▶ Task objective
Find each line in the items below that contains the word "leaf" and copy those lines. Matching is case-sensitive.

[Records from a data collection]
┄┄┄┄┄┄

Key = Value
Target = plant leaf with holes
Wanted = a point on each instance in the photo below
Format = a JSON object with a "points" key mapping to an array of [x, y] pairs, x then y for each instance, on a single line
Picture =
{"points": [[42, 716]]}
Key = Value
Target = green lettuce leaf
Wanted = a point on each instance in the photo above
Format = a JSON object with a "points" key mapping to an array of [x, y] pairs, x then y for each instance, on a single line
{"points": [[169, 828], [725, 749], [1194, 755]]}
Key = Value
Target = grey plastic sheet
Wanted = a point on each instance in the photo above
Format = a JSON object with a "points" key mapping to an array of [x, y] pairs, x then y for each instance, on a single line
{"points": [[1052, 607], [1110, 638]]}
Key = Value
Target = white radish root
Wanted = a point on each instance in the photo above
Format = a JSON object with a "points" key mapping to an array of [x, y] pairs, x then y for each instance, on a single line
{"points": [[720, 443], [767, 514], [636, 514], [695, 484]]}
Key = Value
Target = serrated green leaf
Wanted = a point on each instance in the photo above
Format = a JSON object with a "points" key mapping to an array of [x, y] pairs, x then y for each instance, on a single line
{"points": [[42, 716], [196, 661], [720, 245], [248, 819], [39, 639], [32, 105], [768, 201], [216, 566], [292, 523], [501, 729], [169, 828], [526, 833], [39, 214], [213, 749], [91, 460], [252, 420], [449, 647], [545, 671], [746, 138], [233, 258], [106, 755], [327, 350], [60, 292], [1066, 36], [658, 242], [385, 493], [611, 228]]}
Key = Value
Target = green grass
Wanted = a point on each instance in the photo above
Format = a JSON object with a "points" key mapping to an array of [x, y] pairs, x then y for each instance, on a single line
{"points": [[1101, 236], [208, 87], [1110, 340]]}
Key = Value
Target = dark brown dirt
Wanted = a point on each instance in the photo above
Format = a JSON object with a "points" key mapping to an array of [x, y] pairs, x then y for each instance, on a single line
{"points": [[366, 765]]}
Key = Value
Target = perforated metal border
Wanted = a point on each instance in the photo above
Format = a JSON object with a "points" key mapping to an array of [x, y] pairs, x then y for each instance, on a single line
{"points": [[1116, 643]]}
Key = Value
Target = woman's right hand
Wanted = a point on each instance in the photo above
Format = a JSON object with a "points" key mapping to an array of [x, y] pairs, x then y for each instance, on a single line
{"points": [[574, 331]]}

┄┄┄┄┄┄

▶ Full solution
Target = plant leaf with holes
Target = green lettuce leaf
Target = serrated green leaf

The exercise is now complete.